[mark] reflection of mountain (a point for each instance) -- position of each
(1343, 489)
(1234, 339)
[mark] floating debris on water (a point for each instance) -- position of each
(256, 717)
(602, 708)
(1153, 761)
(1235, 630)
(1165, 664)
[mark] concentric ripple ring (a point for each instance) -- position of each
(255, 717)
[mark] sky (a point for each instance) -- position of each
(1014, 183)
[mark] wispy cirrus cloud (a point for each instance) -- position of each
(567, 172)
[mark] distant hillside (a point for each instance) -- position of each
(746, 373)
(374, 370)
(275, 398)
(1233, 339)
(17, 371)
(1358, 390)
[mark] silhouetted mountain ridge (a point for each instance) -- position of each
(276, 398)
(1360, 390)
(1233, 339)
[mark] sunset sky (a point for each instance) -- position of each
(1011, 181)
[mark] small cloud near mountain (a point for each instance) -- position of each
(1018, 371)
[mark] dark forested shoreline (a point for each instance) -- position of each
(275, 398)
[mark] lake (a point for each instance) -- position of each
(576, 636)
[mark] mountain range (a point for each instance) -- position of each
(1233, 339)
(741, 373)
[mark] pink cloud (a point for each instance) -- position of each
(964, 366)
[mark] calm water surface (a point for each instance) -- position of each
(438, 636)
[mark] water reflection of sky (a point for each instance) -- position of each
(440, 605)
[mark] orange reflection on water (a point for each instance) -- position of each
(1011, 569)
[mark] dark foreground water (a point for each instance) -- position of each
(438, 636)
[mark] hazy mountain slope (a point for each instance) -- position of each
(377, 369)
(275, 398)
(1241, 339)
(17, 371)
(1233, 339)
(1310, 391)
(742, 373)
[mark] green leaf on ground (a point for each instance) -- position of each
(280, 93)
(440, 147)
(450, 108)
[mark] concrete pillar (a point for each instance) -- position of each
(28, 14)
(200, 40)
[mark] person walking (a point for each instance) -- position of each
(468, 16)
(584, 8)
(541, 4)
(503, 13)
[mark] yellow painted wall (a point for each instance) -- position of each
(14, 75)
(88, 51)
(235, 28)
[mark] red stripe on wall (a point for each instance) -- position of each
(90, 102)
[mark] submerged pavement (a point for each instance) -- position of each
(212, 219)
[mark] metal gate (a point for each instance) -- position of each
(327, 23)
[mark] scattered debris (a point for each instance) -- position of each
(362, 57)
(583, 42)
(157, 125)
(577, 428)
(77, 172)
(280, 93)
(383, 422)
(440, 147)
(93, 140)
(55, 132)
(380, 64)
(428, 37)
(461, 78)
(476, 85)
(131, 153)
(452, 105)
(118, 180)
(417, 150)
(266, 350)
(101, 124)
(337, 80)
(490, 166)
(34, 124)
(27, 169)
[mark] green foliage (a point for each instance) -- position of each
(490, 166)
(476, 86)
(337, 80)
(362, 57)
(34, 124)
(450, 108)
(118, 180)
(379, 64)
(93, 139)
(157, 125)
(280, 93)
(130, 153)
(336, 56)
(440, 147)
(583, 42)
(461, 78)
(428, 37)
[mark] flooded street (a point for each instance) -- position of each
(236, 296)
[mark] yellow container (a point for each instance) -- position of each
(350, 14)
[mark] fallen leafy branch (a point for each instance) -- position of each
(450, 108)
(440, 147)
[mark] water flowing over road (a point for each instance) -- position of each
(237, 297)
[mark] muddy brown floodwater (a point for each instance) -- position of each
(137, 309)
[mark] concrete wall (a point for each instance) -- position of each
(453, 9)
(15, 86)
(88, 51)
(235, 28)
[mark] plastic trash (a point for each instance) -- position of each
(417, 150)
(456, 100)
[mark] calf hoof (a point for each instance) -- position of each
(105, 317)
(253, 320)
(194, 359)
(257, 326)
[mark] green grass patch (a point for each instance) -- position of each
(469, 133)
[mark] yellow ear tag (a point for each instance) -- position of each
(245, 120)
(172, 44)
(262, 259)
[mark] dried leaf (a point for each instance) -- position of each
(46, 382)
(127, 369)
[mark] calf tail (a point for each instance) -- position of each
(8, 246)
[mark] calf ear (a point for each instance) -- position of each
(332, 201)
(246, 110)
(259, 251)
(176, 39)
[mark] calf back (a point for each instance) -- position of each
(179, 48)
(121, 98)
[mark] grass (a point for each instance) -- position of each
--*--
Exercise instructions: Reproduce, unchanged, the part of the data above that opens with the line containing "[mark] green foliage" and continues through the final line of the data, with both of those lines included.

Output:
[mark] green foliage (a point for each instance) -- position of each
(490, 166)
(476, 86)
(337, 80)
(362, 57)
(34, 124)
(450, 108)
(118, 180)
(379, 64)
(93, 139)
(157, 125)
(280, 93)
(130, 153)
(336, 56)
(440, 147)
(583, 42)
(461, 78)
(428, 37)
[mark] flooded street (a point for each instance) -- position of each
(236, 296)
[mark] yellow container (a point for each instance) -- position of each
(350, 14)
[mark] fallen leafy branch (a point for each instance) -- position of each
(450, 108)
(440, 147)
[mark] water flowing over road (a point for each instance) -- position of each
(237, 297)
[mark] muddy brown floodwater (a point for each instance) -- position of each
(137, 309)
[mark] concrete wall (a point for each instance) -- position of each
(453, 9)
(15, 86)
(88, 51)
(235, 28)
[mark] plastic trash (a point for each instance) -- position of each
(417, 150)
(456, 100)
[mark] calf hoof (a point for each instance) -- position of each
(105, 317)
(253, 320)
(194, 359)
(257, 326)
[mark] green grass patch (a point for each instance) -- position of each
(469, 133)
[mark] yellow ear tag (a point for each instance) -- position of each
(245, 120)
(172, 44)
(262, 259)
[mark] dried leaf (a point for each instance) -- position of each
(46, 382)
(127, 369)
[mark] calf tail (a point for each instance) -- position of each
(8, 246)
[mark] calf ear (a point for each instance) -- position of each
(332, 201)
(246, 110)
(259, 251)
(176, 39)
[mark] calf back (a point for each instance) -- position of each
(179, 48)
(121, 98)
[mark] grass (a point for each instance) -- position of each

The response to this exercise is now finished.